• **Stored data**
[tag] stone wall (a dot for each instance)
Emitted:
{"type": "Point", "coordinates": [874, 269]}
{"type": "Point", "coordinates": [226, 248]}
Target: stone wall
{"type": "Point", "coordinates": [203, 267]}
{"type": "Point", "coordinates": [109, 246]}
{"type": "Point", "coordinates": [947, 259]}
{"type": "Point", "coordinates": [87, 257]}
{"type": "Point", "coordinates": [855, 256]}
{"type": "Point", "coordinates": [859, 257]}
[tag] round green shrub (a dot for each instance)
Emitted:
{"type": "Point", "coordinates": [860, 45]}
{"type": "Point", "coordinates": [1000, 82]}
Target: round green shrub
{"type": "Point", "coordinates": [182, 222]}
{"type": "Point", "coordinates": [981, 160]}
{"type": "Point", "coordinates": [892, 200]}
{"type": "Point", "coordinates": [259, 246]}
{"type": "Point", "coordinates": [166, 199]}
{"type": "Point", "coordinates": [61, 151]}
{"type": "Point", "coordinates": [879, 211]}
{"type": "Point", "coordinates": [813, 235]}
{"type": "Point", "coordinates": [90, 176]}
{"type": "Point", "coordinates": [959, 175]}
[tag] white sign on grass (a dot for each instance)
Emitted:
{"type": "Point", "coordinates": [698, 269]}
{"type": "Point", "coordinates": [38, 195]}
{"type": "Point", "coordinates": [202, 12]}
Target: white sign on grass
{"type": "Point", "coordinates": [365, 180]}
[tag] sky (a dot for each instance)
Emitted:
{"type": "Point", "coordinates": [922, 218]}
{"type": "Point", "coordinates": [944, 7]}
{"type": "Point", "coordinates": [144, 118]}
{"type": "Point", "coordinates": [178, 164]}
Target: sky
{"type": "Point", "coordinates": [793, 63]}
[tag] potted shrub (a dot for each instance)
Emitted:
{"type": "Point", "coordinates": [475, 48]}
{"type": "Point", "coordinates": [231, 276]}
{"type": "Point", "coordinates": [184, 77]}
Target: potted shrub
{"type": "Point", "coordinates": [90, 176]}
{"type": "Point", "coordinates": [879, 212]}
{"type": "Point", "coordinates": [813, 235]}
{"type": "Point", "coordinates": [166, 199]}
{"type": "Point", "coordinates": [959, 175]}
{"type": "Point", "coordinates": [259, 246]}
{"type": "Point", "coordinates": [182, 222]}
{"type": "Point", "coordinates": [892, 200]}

• **AIM OF THE TASK**
Each entry must be reproduced exactly, with nothing added or dropped.

• **TASK SOLUTION**
[tag] stone wall (a dot for each instance)
Emitted:
{"type": "Point", "coordinates": [874, 269]}
{"type": "Point", "coordinates": [226, 248]}
Target: stone wall
{"type": "Point", "coordinates": [203, 267]}
{"type": "Point", "coordinates": [109, 246]}
{"type": "Point", "coordinates": [947, 259]}
{"type": "Point", "coordinates": [87, 257]}
{"type": "Point", "coordinates": [855, 256]}
{"type": "Point", "coordinates": [859, 257]}
[tag] round green shrub (a dot for each instance)
Emitted:
{"type": "Point", "coordinates": [860, 45]}
{"type": "Point", "coordinates": [1000, 82]}
Target: round green shrub
{"type": "Point", "coordinates": [182, 222]}
{"type": "Point", "coordinates": [981, 160]}
{"type": "Point", "coordinates": [892, 200]}
{"type": "Point", "coordinates": [259, 246]}
{"type": "Point", "coordinates": [166, 199]}
{"type": "Point", "coordinates": [61, 151]}
{"type": "Point", "coordinates": [879, 211]}
{"type": "Point", "coordinates": [813, 235]}
{"type": "Point", "coordinates": [90, 176]}
{"type": "Point", "coordinates": [959, 175]}
[tag] white sign on grass (a dot for each instance)
Emitted:
{"type": "Point", "coordinates": [698, 269]}
{"type": "Point", "coordinates": [38, 195]}
{"type": "Point", "coordinates": [202, 12]}
Target: white sign on grass
{"type": "Point", "coordinates": [365, 180]}
[tag] sky (a dot for each instance)
Emitted:
{"type": "Point", "coordinates": [922, 218]}
{"type": "Point", "coordinates": [944, 7]}
{"type": "Point", "coordinates": [144, 118]}
{"type": "Point", "coordinates": [178, 164]}
Target: sky
{"type": "Point", "coordinates": [793, 63]}
[tag] potted shrub (a dot for each instance)
Emitted:
{"type": "Point", "coordinates": [475, 48]}
{"type": "Point", "coordinates": [231, 276]}
{"type": "Point", "coordinates": [184, 77]}
Target: potted shrub
{"type": "Point", "coordinates": [90, 176]}
{"type": "Point", "coordinates": [879, 212]}
{"type": "Point", "coordinates": [813, 235]}
{"type": "Point", "coordinates": [166, 199]}
{"type": "Point", "coordinates": [959, 175]}
{"type": "Point", "coordinates": [259, 246]}
{"type": "Point", "coordinates": [182, 222]}
{"type": "Point", "coordinates": [892, 200]}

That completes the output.